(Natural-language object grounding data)
┏━━
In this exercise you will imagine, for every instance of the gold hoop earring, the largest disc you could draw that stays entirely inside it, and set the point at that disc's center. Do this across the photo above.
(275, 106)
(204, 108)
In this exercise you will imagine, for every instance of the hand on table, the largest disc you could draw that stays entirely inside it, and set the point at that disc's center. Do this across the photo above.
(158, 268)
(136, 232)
┗━━
Transcribe the entries above so that nothing in them differs from the original.

_OUTPUT FOR THIS TASK_:
In this exercise you will imagine, for every instance of the gold hoop earring, the largest disc you could draw that stays entirely inside it, and set the point at that disc's center. Do this across the photo above.
(275, 106)
(204, 108)
In this exercise you will imagine, for every instance of the hand on table, the largest disc you could draw that stays entirely inside it, and set the point at that disc's center. Do this across the photo above.
(158, 268)
(136, 232)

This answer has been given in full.